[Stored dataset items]
* * *

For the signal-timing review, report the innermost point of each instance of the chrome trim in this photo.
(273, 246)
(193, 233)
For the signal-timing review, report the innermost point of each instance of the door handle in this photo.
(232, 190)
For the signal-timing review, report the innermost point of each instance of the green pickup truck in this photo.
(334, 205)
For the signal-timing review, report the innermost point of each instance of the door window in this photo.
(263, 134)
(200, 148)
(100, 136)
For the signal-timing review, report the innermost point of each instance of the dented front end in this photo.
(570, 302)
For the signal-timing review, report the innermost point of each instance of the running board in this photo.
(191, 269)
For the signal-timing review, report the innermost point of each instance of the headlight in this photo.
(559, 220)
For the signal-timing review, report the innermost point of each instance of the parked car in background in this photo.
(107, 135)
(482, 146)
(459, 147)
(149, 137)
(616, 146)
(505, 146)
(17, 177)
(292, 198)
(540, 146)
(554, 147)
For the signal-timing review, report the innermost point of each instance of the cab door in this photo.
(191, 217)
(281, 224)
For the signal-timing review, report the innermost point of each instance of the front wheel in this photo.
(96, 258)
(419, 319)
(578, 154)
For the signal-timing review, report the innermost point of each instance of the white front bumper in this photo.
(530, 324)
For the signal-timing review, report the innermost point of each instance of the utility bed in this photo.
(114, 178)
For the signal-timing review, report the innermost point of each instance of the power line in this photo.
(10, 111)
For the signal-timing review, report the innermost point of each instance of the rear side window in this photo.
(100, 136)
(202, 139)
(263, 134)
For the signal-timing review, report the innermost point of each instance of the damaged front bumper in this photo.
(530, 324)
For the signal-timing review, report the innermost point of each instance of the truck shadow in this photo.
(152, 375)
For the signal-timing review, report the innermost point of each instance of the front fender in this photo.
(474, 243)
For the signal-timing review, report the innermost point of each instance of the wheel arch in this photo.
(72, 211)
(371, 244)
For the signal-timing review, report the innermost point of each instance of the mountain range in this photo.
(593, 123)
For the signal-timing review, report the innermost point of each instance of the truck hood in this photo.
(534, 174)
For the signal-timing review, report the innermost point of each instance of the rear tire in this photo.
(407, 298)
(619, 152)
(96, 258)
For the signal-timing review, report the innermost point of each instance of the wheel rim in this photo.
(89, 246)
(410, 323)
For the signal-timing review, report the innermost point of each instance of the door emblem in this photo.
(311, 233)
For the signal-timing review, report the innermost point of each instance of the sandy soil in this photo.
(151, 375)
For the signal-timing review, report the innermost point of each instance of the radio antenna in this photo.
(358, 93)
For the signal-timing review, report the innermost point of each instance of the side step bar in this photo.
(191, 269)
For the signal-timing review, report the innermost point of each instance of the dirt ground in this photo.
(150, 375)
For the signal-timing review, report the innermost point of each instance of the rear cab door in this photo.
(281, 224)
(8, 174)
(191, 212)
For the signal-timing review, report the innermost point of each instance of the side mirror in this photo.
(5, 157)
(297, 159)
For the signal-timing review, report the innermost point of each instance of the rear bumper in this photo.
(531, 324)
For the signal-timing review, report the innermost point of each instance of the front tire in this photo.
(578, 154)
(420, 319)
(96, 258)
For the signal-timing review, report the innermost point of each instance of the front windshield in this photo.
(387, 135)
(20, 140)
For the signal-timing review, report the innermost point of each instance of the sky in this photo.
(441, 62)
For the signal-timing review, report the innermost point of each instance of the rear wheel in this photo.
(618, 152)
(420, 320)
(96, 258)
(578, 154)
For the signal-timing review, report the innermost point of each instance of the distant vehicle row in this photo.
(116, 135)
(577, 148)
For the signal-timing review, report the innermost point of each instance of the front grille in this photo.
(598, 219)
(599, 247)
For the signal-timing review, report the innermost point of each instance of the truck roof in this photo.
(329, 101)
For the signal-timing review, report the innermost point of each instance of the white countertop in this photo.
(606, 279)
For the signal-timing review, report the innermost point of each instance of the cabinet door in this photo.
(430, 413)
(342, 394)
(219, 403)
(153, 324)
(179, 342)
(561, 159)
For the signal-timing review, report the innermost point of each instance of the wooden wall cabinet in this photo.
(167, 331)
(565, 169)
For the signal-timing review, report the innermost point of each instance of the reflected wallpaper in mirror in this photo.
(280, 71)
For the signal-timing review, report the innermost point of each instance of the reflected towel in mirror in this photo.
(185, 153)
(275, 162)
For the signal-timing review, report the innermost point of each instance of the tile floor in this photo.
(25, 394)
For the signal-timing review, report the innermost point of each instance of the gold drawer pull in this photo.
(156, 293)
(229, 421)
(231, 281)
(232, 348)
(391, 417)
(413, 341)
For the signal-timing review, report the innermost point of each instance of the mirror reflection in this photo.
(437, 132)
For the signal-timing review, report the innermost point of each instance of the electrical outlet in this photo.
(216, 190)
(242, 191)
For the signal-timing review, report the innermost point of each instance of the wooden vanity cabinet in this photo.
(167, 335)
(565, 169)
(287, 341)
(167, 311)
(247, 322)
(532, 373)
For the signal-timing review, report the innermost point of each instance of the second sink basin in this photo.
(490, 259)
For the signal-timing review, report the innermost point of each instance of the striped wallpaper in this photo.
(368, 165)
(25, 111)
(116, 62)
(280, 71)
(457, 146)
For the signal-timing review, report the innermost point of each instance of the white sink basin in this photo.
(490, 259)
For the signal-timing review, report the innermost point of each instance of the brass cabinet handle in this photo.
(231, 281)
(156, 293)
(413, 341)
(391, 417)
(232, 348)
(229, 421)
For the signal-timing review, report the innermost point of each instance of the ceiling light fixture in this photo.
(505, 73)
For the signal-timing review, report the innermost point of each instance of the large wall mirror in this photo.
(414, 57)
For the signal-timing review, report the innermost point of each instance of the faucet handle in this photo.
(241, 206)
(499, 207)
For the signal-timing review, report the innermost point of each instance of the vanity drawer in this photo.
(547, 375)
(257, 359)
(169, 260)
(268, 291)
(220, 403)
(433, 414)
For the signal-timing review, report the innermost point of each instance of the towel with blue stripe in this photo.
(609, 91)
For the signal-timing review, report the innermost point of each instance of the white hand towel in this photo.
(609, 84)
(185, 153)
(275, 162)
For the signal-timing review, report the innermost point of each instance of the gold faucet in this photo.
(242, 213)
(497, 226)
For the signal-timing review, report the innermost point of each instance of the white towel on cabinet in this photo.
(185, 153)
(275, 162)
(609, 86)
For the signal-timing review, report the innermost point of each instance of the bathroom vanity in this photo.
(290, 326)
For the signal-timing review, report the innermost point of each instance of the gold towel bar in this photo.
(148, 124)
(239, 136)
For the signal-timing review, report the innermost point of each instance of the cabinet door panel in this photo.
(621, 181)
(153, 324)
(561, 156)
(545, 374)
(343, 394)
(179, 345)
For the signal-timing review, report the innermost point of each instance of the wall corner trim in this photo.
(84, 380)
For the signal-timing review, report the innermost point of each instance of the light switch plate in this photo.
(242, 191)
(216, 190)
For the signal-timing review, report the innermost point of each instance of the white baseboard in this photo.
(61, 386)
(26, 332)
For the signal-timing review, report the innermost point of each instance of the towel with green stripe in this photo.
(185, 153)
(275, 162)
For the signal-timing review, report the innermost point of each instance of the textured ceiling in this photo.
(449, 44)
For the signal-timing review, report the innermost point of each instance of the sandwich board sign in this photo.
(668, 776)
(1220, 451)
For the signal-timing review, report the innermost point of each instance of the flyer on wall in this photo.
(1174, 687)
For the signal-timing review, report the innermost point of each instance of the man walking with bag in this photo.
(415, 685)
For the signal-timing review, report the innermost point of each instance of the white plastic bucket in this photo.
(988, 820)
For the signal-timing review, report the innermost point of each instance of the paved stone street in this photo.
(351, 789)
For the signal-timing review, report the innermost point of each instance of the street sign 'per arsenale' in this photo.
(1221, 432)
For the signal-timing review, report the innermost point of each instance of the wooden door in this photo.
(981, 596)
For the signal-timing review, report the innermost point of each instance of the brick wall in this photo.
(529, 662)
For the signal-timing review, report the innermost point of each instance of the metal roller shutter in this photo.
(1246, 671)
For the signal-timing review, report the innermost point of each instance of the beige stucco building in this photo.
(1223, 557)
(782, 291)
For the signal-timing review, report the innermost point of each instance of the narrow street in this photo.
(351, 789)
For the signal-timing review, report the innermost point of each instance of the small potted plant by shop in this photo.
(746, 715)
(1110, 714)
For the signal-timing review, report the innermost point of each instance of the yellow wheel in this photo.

* * *

What the task requires: Repeat the lines above without changes, starting at the line that contains "brick wall in this photo." and ending at the line that contains "(1246, 671)".

Response to this exercise:
For the signal-timing review, report the innermost point of each instance of the brick wall in this photo.
(529, 662)
For the signal-timing review, report the innermost point of each instance of the metal roller shutter in this photo.
(1246, 671)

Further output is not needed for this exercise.